-- RECORDS start --

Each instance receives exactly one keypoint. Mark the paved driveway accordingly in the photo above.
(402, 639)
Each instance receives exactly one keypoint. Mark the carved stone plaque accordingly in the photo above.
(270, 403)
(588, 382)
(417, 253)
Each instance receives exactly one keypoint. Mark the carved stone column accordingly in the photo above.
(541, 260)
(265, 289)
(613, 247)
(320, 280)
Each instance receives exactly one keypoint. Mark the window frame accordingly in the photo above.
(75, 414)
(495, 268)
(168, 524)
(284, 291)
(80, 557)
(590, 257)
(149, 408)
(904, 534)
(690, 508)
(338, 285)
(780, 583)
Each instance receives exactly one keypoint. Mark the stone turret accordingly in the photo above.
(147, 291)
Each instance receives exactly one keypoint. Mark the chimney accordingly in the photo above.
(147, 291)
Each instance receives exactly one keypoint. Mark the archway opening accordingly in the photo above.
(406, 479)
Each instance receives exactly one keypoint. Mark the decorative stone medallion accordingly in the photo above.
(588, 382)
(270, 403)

-- RECORDS end --

- **GIVEN TASK**: Scale all the records above by rewriting them in full with their wording unchanged, multiplying every point coordinate by 2.45 and rounding each result to the nearest whole number, with halves rounded up.

- **OUTPUT FOR THIS TASK**:
Each instance receives exactly one keypoint. Mark the paved driveway accordingly in the photo above.
(985, 1566)
Each instance receives exactly one keypoint. Mark the carved stone plaque accordingly in the photo above.
(662, 987)
(1441, 936)
(1022, 620)
Each instance receives exactly one keypoint. Mark the carved stone column accordingly in the photo above.
(1325, 637)
(649, 708)
(1502, 605)
(784, 686)
Each instance receives exactly one keypoint. Mark the window frame accordingly in the photo above.
(184, 1014)
(1213, 657)
(412, 1284)
(696, 713)
(196, 1365)
(1446, 630)
(365, 1000)
(2215, 1308)
(1691, 1245)
(828, 698)
(1911, 1428)
Each instance receives exactly one keypoint. Mark the stone turret accordingly in the photo above.
(360, 713)
Each instance receives exactly one keypoint. Mark the chimney accordingly in the photo above.
(360, 713)
Each instance receives exactly one keypoint. Mark the archway opening accordingly in the photo above.
(995, 1174)
Each instance receives exactly one keypoint. Mark the decorative stone medallion accordingly in the photo above.
(1441, 936)
(662, 987)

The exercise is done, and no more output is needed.